## START

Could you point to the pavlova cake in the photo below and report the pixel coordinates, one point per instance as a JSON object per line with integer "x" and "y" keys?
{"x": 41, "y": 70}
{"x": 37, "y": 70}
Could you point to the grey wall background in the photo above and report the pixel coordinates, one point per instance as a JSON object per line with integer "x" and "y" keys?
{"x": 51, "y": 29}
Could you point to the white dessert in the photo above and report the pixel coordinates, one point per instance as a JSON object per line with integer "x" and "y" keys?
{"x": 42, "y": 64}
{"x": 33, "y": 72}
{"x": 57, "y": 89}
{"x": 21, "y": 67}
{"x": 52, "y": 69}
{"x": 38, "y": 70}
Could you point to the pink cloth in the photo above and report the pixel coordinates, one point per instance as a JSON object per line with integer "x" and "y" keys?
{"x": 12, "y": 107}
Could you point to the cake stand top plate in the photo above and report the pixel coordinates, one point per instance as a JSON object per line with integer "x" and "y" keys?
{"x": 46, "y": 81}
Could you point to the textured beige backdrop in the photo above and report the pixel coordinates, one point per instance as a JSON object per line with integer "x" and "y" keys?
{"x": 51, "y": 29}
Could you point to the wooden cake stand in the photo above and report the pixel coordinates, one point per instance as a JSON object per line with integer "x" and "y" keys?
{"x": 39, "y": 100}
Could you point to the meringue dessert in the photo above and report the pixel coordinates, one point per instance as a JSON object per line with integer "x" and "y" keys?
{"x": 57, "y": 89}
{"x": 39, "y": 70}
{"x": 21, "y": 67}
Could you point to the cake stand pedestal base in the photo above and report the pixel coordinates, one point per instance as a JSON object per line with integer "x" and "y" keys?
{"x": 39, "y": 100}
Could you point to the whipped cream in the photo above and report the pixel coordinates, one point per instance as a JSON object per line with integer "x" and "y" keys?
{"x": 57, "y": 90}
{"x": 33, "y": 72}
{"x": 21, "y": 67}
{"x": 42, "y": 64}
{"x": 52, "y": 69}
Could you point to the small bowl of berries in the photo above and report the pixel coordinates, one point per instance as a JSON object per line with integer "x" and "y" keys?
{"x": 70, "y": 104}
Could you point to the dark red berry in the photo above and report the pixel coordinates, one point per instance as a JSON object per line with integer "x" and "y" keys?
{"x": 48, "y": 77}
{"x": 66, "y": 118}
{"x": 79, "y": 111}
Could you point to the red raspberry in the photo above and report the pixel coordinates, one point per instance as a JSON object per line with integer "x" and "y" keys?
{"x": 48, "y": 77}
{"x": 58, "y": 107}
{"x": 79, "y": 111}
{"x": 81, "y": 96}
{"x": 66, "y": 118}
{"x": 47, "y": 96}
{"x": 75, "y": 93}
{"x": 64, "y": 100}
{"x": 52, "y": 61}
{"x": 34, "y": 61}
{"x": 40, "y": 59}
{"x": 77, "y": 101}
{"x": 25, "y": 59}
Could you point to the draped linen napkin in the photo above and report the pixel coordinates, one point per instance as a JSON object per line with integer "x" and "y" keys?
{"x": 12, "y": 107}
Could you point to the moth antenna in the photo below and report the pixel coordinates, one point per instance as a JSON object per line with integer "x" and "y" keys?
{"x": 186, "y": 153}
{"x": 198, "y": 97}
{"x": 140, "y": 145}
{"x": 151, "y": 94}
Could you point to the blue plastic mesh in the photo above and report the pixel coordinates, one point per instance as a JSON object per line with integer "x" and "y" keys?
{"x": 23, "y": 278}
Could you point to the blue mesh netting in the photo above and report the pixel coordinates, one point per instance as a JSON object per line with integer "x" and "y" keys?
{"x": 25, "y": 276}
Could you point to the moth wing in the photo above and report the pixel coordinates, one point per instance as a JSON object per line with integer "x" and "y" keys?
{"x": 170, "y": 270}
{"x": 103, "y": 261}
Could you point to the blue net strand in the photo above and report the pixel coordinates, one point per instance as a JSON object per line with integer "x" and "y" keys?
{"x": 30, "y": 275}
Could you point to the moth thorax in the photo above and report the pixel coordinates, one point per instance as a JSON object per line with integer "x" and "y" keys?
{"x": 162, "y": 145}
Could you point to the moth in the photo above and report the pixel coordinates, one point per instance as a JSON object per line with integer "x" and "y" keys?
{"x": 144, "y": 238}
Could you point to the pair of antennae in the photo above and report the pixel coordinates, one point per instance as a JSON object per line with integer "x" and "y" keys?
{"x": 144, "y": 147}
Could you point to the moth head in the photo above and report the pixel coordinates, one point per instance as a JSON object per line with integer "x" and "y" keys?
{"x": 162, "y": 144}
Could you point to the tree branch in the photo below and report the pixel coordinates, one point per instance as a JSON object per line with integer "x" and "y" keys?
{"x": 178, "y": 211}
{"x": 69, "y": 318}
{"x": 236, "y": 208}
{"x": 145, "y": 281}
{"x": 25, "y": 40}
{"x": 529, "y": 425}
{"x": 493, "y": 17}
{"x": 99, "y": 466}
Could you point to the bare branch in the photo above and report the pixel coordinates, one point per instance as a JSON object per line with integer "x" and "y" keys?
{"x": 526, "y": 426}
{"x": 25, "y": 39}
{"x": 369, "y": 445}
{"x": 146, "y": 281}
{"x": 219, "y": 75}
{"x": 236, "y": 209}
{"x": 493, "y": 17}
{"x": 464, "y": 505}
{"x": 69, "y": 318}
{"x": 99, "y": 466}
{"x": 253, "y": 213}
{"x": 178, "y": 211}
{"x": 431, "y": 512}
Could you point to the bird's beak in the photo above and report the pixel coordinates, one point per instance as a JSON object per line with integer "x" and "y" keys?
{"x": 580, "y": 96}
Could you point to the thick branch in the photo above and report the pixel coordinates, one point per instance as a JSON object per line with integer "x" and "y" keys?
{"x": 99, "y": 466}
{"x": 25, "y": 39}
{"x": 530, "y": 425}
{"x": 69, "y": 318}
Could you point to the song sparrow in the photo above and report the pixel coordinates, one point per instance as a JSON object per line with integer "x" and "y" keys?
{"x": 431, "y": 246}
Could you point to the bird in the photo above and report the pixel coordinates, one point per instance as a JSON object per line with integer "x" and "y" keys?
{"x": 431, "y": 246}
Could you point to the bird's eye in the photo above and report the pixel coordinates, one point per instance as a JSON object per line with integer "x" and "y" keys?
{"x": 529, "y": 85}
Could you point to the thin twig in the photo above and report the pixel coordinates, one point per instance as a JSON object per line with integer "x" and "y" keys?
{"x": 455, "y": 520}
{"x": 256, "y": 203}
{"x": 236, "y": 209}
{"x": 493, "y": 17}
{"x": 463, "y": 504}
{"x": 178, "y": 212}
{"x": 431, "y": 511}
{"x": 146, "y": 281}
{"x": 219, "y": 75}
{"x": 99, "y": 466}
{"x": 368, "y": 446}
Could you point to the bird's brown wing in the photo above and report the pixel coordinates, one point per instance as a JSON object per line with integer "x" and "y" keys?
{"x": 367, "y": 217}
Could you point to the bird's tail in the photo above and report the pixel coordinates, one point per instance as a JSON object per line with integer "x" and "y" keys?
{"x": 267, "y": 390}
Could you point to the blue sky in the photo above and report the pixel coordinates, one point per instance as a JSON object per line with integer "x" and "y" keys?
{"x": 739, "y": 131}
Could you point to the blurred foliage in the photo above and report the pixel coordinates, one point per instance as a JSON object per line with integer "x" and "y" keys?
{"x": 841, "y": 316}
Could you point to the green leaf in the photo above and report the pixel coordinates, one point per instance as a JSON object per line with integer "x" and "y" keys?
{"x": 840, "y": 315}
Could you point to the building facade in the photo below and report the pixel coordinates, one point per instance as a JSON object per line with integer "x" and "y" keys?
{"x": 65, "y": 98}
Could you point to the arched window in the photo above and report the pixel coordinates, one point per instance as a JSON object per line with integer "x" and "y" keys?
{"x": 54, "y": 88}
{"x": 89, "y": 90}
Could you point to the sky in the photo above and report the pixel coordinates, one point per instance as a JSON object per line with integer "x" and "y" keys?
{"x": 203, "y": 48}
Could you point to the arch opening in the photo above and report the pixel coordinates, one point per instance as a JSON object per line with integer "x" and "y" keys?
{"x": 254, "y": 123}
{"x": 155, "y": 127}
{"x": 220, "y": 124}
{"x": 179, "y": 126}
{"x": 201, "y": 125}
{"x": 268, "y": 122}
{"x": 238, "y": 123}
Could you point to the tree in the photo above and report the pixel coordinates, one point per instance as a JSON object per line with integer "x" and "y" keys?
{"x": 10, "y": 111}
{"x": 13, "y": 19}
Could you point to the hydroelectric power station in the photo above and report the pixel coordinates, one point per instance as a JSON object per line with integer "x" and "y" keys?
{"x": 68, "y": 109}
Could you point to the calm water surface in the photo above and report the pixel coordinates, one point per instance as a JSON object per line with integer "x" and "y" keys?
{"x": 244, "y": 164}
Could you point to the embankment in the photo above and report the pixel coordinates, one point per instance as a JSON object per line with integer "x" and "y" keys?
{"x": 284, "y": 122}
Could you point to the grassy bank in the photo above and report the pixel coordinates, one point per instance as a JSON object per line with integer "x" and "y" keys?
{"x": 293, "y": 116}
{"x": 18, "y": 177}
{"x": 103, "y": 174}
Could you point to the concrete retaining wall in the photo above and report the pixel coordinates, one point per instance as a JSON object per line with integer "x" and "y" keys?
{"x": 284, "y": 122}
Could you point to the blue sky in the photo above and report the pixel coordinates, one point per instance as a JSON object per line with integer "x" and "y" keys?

## END

Take the line that contains "Could you point to the calm" and each line after it down to the last of the records, and retype them exactly; add nothing else.

TASK SOLUTION »
Could you point to the calm water surface in the photo above and report the pixel coordinates, one point per instance as a JSON object per line with integer "x" and "y" keys?
{"x": 244, "y": 164}
Could you point to the embankment in the photo above and report the pixel coordinates, one point per instance as a JSON object per line with integer "x" and "y" keys?
{"x": 284, "y": 122}
Could you point to the grassy bank in the photo above and report the pixel coordinates, one point per instance as a JSON object per line with integer "x" and "y" keys?
{"x": 293, "y": 116}
{"x": 18, "y": 177}
{"x": 103, "y": 174}
Could you point to the concrete retaining wall in the photo above and report the pixel coordinates, one point per instance as a JSON object per line with integer "x" and "y" keys?
{"x": 284, "y": 122}
Could you point to the blue sky in the photo above and report the pixel coordinates, one point per instance as a JSON object per line with integer "x" and "y" keys?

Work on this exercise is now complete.